=== Short exercise ===
Rewrite the rows from the line with "Every instance of the shirt collar" up to and including the line with "<point>563,140</point>", requests included, and shift every coordinate in the answers by adding 131 to each number. Leave the sample coordinates in the requests as they are.

Data entries:

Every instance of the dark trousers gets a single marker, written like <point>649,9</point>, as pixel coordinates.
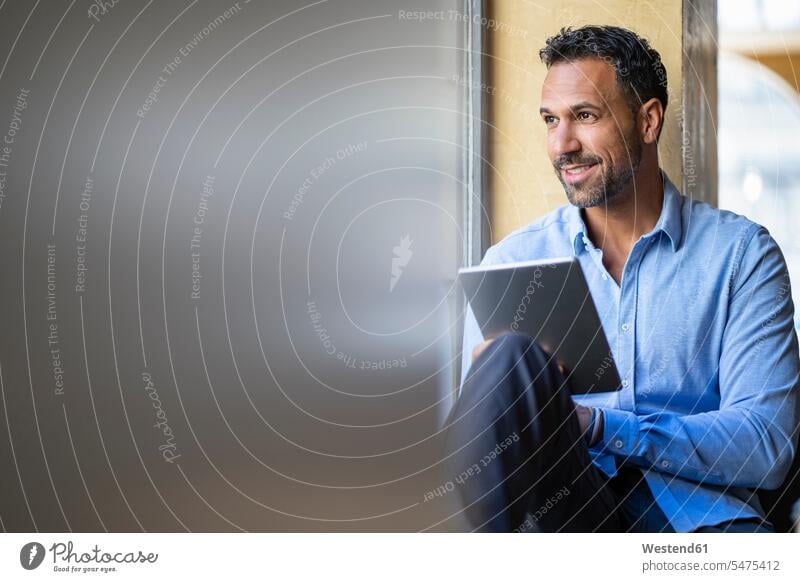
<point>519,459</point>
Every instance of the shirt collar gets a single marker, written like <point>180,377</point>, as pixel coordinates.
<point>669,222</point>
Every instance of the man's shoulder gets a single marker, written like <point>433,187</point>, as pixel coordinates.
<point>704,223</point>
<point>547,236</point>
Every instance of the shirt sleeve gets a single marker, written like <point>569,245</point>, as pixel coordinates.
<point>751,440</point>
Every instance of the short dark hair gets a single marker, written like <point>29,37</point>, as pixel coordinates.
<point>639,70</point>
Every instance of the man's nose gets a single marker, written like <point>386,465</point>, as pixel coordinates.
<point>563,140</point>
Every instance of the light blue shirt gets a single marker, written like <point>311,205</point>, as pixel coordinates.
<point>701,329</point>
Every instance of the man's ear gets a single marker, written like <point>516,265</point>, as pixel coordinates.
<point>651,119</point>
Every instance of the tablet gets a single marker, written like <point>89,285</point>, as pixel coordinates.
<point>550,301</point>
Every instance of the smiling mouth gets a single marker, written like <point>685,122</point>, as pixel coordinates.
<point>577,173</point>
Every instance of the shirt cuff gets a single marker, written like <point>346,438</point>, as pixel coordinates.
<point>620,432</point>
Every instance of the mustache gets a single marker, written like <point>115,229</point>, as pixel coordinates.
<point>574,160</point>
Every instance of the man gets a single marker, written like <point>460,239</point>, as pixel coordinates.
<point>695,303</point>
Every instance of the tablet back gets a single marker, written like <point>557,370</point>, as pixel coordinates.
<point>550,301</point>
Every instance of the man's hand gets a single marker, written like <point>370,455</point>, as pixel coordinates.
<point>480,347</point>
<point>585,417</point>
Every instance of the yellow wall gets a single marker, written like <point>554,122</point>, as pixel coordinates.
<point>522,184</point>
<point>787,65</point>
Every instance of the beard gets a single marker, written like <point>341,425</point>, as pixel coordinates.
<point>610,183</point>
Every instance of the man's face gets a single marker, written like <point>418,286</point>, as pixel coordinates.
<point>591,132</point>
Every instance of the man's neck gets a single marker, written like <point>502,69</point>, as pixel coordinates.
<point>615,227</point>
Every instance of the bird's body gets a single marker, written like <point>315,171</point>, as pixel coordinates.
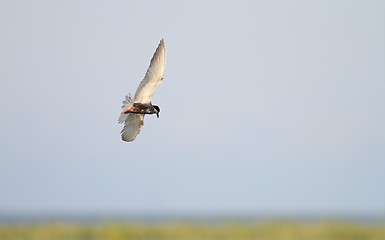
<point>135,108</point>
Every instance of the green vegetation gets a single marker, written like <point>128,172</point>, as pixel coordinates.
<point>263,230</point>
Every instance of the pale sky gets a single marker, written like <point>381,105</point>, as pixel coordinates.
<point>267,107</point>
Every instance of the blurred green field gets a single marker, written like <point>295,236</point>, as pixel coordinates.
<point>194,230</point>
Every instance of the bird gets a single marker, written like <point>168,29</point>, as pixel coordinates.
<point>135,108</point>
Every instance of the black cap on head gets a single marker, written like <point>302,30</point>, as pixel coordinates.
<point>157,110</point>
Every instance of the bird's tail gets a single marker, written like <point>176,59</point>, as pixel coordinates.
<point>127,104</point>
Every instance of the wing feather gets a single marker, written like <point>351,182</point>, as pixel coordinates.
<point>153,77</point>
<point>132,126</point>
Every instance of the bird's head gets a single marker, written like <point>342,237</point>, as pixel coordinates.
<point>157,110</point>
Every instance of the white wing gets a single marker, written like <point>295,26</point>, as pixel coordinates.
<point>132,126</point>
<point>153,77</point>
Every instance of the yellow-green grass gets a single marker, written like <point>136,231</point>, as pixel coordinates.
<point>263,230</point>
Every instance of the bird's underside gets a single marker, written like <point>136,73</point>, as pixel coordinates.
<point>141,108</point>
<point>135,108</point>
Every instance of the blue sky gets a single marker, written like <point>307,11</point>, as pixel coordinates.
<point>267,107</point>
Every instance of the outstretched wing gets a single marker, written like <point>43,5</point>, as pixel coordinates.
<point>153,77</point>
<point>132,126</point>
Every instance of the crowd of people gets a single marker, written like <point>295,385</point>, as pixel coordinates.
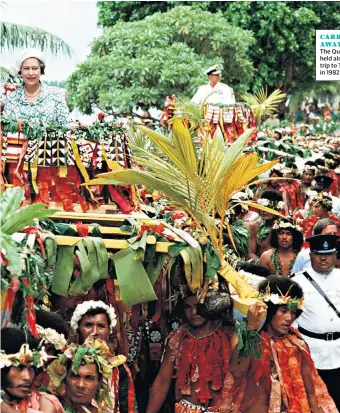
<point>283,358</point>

---

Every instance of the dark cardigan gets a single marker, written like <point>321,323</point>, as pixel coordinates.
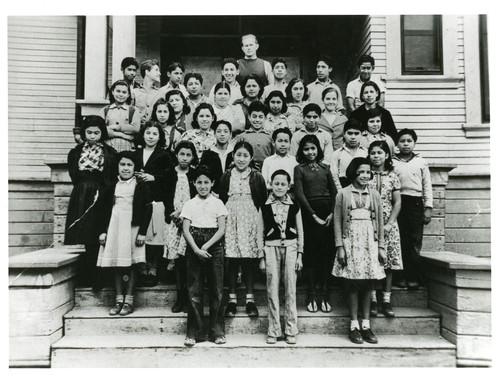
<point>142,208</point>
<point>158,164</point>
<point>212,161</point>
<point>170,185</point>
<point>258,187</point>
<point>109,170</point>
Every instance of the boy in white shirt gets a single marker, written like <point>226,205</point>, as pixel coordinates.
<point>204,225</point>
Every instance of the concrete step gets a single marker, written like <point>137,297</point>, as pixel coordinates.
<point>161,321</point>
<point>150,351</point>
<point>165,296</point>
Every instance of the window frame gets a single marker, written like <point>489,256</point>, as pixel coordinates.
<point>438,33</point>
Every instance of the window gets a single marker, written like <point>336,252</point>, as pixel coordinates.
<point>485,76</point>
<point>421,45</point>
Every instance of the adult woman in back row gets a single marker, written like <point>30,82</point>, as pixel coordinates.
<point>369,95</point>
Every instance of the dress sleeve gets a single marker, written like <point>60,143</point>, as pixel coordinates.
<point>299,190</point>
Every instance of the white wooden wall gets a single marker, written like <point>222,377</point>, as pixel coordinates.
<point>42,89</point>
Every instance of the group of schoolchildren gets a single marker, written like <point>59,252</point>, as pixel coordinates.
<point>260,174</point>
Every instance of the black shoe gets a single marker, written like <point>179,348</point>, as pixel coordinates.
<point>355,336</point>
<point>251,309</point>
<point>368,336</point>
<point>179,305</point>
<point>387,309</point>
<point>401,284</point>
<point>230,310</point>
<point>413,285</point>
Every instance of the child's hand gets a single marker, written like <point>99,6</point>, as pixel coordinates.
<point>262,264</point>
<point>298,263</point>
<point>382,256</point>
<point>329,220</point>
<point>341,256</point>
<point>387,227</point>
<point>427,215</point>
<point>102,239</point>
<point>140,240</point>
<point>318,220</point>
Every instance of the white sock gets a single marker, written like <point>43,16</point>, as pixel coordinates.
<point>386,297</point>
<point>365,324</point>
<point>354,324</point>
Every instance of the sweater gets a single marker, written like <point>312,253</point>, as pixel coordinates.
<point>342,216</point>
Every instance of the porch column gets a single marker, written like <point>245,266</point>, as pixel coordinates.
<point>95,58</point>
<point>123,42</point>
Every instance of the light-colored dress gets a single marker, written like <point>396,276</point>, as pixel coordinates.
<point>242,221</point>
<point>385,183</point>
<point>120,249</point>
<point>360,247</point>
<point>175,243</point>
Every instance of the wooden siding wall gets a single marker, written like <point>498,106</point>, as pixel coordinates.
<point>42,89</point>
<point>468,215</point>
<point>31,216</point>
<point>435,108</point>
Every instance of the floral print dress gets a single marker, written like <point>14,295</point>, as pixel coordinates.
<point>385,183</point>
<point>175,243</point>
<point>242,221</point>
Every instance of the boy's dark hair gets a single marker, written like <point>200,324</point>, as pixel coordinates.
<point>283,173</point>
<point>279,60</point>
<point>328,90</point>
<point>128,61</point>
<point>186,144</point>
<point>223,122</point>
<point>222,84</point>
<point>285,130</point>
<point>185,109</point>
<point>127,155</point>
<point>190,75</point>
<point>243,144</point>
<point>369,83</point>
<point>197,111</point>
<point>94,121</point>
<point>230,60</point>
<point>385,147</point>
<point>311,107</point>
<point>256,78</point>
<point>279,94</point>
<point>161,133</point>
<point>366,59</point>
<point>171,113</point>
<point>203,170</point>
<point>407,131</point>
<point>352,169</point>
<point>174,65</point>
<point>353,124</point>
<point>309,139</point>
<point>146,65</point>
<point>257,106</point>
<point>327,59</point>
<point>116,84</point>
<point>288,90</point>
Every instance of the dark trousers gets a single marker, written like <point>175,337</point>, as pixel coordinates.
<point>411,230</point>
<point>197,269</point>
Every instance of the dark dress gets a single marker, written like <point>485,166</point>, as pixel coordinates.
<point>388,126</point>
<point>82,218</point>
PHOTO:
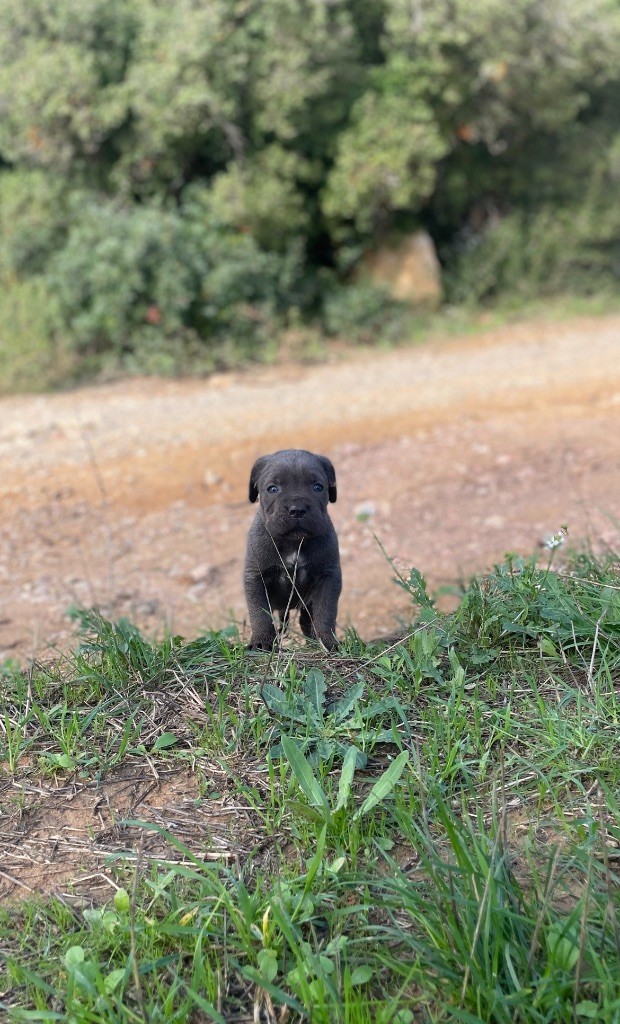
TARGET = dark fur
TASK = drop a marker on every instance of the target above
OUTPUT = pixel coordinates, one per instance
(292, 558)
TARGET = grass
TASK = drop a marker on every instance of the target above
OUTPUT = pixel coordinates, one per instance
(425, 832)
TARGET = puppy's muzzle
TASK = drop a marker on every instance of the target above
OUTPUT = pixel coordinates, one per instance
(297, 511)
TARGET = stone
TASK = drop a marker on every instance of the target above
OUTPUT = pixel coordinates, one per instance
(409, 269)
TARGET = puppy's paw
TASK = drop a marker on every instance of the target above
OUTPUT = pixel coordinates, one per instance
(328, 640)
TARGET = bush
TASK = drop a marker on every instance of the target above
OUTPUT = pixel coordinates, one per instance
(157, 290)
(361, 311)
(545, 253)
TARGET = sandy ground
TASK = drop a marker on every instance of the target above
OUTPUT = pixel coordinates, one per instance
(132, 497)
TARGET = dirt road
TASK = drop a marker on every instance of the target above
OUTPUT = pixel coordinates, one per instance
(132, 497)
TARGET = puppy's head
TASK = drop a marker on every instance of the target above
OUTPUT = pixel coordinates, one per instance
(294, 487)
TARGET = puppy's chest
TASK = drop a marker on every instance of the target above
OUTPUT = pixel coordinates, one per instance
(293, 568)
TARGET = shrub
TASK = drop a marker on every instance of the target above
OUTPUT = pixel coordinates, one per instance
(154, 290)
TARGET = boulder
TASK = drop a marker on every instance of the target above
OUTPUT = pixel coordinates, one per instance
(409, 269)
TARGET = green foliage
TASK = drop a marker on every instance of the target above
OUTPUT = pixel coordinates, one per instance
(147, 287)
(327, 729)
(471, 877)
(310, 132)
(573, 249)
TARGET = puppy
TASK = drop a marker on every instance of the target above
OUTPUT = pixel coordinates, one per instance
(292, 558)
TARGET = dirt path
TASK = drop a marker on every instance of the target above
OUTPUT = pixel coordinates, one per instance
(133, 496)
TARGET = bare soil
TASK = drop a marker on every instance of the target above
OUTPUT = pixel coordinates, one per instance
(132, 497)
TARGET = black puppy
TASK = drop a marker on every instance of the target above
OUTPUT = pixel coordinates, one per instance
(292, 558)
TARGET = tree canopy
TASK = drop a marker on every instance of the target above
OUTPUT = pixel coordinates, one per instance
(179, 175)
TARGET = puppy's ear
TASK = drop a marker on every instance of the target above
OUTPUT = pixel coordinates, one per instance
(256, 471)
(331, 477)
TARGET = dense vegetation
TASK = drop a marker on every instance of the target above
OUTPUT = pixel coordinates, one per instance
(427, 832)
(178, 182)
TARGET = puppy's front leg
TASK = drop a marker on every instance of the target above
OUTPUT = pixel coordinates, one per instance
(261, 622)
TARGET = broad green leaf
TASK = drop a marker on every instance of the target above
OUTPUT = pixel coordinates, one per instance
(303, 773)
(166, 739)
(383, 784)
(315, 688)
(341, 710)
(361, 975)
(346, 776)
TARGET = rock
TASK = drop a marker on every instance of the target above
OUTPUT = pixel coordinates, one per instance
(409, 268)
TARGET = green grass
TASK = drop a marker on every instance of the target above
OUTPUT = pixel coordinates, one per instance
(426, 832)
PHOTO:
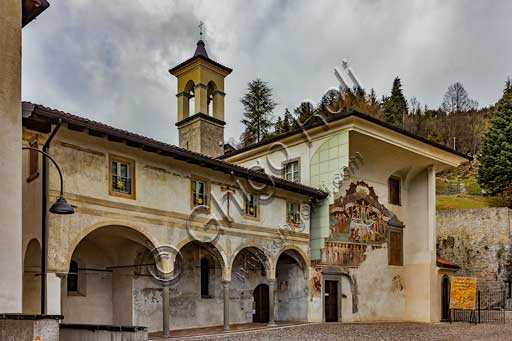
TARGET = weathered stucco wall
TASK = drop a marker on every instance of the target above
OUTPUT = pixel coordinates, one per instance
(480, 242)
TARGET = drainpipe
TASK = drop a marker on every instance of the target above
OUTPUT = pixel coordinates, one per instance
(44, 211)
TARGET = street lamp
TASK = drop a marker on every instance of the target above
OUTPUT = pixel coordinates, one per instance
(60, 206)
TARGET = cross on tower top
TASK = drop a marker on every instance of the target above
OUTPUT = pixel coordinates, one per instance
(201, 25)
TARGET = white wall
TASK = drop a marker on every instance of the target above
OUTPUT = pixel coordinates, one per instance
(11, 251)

--

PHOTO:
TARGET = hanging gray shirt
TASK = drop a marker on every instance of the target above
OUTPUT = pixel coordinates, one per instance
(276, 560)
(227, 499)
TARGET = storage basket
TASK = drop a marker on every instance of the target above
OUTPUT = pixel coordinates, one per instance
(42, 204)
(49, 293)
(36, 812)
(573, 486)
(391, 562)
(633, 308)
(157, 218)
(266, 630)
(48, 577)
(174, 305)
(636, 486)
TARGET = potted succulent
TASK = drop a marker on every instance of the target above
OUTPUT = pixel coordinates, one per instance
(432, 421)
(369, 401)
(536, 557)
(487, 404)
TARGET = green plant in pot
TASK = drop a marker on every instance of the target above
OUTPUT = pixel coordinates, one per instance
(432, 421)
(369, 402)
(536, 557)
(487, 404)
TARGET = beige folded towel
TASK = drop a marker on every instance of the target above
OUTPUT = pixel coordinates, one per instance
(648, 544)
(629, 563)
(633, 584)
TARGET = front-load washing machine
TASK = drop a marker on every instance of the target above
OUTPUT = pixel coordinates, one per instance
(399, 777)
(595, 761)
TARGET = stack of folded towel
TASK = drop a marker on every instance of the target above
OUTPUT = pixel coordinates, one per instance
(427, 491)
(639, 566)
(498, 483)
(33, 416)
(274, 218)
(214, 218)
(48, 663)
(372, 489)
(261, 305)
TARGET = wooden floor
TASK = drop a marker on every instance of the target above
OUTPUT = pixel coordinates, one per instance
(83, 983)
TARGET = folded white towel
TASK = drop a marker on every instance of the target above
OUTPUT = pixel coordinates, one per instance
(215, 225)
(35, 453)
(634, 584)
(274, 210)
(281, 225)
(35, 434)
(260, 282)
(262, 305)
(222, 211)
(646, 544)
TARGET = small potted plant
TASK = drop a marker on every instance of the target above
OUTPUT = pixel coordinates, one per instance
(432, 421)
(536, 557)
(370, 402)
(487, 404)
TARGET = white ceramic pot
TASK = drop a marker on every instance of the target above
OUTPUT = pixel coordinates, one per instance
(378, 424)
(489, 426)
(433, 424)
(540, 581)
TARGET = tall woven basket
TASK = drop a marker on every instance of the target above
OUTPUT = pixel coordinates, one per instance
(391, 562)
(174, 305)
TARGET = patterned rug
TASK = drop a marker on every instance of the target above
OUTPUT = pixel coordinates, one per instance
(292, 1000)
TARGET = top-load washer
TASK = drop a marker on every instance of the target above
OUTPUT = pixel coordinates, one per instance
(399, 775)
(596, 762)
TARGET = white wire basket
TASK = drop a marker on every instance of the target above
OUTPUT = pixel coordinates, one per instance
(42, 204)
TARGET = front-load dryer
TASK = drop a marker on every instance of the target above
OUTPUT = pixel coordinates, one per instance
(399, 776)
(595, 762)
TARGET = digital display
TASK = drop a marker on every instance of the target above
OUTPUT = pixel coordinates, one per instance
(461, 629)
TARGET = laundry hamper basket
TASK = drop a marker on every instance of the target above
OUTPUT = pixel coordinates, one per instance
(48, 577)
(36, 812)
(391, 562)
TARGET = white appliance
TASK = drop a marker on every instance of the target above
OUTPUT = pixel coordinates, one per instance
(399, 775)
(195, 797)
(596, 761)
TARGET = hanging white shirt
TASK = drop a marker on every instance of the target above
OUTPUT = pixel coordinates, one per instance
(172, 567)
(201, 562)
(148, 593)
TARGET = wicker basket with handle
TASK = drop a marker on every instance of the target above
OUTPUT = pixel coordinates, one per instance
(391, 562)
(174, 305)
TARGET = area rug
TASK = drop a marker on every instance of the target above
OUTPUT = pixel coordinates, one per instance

=== Answer to the task ===
Every instance of the shirt collar gets a single marker, written like <point>180,377</point>, as pixel coordinates.
<point>800,353</point>
Every instance of the man's shoulder gets a single marker, written like <point>433,187</point>, as pixel coordinates.
<point>835,354</point>
<point>678,367</point>
Every instance of the shirt sleeve gets a single marker, written like <point>569,245</point>, as pixel coordinates.
<point>882,571</point>
Every instance of the short dark hair gets a single marker, written like <point>29,37</point>, as pixel coordinates.
<point>770,201</point>
Every instance of the man's nose gets a single marker, written like <point>386,465</point>, as pixel coordinates.
<point>694,271</point>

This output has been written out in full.